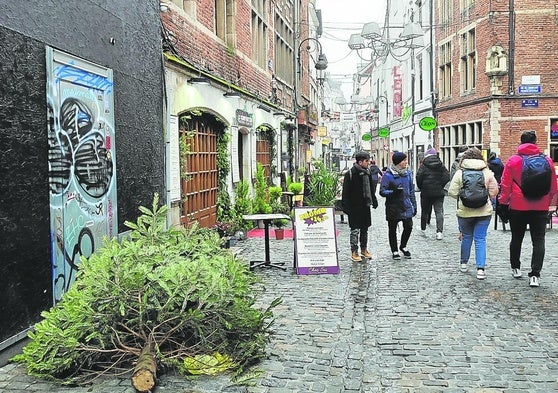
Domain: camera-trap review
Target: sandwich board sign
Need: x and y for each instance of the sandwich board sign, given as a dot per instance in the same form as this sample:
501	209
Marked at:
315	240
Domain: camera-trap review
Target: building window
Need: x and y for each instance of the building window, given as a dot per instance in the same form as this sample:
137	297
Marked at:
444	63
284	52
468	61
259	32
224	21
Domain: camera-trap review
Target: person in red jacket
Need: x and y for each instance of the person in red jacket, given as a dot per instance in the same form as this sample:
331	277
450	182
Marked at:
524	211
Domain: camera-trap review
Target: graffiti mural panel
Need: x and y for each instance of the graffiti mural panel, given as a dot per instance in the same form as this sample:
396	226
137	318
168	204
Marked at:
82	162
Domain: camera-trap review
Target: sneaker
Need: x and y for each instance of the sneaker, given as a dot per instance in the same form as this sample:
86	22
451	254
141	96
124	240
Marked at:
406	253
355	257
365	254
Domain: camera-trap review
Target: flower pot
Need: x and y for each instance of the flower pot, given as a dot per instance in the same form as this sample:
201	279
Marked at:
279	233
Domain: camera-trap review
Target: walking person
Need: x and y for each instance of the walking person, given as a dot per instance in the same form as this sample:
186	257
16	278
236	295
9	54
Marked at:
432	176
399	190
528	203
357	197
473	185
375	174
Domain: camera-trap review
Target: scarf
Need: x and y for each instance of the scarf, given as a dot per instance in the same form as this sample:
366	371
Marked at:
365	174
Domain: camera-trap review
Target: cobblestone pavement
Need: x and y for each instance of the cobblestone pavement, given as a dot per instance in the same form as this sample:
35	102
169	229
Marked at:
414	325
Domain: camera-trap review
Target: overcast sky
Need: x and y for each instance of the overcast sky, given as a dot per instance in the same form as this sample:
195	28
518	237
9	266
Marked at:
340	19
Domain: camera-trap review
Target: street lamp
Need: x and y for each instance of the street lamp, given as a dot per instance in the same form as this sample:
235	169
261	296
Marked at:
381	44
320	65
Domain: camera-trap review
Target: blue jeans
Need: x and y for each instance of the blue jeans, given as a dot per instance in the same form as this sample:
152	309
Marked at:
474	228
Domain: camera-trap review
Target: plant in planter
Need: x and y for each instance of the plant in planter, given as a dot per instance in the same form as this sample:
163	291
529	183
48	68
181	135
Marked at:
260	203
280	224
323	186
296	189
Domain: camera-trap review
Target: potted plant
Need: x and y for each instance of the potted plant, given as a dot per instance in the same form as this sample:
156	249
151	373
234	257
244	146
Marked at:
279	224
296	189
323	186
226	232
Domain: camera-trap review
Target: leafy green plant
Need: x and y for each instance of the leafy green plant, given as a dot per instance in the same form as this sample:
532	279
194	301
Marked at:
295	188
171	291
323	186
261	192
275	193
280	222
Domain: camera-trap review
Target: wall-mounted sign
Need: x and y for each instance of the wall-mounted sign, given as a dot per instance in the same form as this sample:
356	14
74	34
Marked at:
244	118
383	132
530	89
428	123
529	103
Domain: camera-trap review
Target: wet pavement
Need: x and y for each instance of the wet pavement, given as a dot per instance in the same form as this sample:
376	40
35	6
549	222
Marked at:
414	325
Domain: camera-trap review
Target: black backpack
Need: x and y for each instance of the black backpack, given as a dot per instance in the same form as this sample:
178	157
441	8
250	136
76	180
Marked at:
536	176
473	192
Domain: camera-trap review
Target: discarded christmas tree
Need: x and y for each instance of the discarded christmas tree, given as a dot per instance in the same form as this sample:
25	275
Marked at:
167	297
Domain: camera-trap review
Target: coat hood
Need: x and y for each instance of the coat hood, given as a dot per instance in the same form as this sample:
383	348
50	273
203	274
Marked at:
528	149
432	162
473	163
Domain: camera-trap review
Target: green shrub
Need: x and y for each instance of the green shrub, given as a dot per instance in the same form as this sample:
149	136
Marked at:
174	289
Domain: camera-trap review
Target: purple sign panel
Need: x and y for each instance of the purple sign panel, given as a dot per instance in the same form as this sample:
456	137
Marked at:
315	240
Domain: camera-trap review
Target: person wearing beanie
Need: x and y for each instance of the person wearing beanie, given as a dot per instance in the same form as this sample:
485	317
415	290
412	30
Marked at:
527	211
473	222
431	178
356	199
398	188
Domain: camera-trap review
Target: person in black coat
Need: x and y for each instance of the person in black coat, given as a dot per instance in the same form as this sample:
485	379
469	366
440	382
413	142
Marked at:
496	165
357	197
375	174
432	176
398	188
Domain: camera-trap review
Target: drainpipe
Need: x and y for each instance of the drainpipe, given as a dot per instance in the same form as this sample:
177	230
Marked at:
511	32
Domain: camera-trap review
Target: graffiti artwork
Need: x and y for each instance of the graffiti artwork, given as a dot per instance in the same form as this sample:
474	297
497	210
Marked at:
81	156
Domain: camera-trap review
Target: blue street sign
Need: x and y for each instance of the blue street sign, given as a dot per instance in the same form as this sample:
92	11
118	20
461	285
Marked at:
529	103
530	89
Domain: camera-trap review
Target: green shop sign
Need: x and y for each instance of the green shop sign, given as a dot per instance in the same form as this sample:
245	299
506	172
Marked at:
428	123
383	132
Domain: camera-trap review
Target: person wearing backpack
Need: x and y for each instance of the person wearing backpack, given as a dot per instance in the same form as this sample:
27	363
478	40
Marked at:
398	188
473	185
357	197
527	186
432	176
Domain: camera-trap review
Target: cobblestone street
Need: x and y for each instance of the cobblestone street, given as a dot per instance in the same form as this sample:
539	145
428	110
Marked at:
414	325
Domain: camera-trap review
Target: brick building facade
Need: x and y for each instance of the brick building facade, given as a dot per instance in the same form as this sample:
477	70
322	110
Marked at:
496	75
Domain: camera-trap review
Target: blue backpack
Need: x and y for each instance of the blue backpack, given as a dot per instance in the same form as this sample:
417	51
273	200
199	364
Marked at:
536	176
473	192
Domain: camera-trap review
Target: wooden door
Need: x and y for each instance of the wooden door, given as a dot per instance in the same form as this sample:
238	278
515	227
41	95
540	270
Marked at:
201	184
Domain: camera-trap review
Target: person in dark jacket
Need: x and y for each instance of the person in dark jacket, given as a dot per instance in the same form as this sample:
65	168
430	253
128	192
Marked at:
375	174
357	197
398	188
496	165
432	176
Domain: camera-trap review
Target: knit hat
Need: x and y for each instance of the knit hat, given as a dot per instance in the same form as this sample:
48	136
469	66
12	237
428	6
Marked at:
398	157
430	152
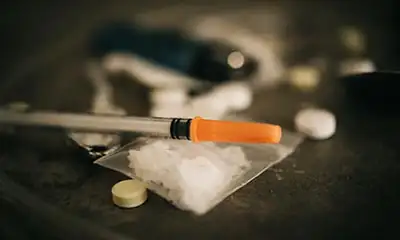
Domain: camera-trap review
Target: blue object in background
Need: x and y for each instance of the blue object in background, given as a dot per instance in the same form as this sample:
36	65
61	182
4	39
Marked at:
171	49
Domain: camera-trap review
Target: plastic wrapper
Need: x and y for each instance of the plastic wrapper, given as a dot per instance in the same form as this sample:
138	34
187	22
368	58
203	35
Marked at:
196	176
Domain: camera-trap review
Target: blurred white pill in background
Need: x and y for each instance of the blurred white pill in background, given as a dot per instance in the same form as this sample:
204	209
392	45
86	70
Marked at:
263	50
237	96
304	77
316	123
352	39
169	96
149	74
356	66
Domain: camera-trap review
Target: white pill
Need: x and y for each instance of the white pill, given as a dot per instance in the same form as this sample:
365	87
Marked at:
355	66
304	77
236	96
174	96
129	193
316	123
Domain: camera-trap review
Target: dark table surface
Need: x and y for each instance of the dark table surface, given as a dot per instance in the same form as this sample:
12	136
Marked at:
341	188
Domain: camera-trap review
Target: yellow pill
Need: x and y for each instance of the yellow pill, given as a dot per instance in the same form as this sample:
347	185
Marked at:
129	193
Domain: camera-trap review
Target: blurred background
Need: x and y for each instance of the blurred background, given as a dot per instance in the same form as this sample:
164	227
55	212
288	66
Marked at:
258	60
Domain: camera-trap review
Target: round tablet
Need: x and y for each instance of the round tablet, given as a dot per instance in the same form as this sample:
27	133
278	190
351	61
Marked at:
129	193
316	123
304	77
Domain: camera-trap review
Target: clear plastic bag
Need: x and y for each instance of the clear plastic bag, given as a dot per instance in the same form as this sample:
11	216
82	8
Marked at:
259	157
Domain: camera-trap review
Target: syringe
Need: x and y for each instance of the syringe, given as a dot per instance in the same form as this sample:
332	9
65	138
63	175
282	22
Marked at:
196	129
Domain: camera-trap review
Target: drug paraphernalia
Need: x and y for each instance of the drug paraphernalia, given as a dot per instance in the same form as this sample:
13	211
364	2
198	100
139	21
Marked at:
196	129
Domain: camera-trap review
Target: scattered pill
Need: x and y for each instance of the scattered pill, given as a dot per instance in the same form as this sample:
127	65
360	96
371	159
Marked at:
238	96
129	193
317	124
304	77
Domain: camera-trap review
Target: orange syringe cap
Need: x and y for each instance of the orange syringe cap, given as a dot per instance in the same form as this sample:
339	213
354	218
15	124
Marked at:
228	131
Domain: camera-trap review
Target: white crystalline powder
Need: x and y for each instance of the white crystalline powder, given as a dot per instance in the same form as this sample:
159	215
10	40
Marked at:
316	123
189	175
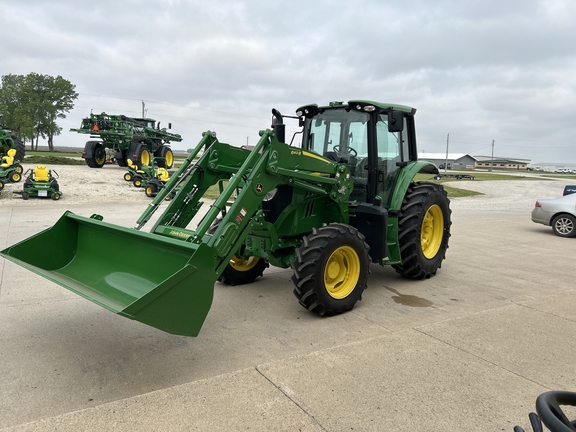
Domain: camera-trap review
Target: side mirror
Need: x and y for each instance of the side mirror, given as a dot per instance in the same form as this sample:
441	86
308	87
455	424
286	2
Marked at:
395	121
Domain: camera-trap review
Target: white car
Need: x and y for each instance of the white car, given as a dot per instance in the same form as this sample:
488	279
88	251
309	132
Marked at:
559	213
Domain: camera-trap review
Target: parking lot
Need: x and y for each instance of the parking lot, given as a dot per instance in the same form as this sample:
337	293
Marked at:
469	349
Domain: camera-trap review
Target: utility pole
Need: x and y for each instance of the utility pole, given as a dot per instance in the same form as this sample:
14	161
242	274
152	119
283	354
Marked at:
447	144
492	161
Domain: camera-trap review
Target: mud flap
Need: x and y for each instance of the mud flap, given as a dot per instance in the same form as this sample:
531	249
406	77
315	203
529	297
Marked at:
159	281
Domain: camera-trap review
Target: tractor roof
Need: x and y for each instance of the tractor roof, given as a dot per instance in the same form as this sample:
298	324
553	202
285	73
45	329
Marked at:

---*---

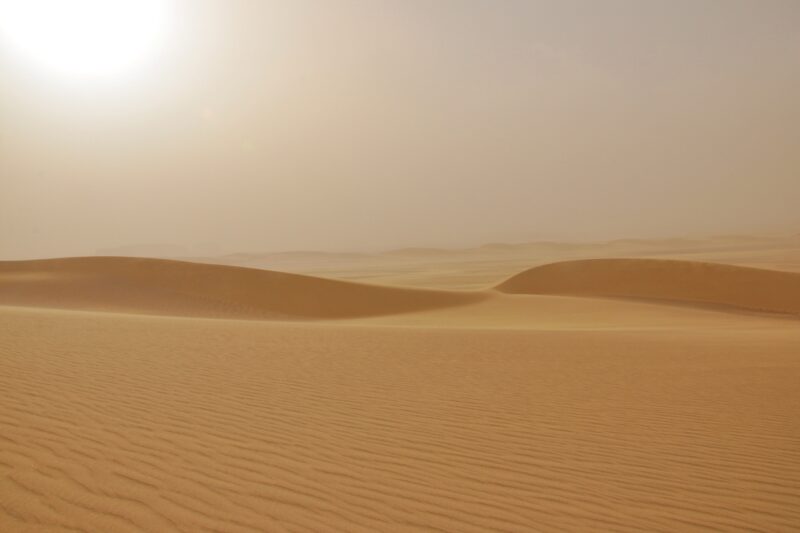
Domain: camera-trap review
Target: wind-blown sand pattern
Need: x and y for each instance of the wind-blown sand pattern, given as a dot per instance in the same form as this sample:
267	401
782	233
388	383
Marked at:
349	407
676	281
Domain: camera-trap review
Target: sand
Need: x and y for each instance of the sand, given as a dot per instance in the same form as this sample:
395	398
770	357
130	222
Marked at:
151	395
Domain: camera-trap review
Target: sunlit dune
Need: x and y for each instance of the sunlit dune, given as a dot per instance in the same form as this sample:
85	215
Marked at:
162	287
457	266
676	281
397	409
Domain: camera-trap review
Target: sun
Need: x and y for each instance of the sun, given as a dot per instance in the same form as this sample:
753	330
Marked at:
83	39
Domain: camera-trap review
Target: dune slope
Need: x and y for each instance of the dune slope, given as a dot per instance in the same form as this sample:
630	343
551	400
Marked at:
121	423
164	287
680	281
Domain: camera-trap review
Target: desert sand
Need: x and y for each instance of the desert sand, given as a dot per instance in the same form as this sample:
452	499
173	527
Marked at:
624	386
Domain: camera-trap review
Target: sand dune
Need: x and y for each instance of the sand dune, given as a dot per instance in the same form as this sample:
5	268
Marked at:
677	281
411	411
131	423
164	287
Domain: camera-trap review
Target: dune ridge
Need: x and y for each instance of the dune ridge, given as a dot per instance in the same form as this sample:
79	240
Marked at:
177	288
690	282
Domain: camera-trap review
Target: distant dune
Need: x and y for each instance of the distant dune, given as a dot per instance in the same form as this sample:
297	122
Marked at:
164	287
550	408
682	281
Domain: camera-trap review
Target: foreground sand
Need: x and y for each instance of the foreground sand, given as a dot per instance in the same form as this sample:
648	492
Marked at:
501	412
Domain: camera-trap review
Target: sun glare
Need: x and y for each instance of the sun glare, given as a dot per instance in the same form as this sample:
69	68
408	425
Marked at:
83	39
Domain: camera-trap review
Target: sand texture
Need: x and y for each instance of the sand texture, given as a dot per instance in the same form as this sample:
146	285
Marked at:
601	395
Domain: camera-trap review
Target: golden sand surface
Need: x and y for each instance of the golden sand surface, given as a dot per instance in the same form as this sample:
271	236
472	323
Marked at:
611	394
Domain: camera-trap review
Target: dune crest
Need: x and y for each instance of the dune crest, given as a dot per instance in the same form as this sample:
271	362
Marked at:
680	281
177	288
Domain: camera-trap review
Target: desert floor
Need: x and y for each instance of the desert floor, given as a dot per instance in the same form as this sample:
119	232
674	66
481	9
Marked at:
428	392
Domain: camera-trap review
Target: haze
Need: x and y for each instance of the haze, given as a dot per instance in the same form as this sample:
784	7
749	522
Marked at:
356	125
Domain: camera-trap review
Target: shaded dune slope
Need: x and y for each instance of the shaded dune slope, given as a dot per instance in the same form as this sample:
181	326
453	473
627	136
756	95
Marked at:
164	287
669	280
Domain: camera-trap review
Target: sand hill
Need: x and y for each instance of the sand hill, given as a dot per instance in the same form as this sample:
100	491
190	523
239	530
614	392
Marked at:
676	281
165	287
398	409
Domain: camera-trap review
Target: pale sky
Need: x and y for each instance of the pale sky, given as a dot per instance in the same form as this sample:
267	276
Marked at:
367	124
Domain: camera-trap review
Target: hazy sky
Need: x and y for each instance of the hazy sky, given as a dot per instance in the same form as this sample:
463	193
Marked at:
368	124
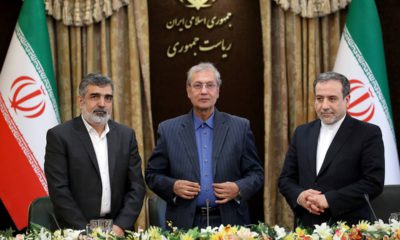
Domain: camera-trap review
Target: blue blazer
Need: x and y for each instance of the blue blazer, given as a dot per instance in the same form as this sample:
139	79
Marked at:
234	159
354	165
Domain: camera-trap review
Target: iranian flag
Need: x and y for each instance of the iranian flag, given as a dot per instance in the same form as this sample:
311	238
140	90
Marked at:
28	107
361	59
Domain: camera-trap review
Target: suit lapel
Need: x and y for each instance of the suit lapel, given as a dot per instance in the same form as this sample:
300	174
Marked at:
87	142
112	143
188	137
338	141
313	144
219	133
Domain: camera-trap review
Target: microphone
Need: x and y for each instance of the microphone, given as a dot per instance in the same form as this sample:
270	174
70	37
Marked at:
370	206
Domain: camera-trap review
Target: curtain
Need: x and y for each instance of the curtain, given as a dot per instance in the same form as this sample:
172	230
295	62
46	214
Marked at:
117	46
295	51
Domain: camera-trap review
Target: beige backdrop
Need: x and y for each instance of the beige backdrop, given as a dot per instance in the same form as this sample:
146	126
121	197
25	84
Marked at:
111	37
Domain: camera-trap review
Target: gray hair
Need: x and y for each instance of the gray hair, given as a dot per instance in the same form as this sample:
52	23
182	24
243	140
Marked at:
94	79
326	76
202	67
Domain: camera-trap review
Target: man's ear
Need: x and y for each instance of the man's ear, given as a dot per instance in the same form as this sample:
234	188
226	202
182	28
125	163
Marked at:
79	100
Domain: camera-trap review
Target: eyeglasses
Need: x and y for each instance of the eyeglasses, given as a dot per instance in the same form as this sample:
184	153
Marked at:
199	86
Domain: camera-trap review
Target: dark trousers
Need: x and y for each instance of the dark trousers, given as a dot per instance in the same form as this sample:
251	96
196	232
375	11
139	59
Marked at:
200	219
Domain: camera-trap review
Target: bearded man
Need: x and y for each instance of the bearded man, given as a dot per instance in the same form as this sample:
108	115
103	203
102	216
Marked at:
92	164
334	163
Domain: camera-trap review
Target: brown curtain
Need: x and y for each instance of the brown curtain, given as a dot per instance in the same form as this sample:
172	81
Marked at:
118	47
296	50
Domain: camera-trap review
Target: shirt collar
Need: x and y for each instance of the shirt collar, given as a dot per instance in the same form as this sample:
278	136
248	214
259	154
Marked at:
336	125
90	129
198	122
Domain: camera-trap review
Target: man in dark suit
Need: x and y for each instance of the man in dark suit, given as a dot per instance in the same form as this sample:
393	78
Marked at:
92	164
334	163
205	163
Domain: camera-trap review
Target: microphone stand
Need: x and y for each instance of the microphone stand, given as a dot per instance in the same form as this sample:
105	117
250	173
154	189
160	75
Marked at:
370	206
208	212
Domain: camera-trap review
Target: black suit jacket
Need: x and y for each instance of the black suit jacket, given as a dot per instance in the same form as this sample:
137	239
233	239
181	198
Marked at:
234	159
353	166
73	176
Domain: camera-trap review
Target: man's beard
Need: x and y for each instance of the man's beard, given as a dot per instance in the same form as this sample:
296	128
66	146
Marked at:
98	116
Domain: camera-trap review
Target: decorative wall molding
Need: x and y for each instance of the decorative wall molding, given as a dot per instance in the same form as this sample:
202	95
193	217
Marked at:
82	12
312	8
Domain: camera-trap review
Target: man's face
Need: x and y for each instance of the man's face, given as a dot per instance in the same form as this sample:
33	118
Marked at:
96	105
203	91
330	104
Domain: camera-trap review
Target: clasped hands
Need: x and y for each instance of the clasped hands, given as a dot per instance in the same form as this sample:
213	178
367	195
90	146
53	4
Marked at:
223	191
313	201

---*---

_OBJECTIVE_: List every line of the data above that contains the word "facade".

_OUTPUT OF THE EXERCISE_:
Target: brick building facade
Need: x and y for each instance of the brick building facade, given as a dot per instance in the same form as this sample:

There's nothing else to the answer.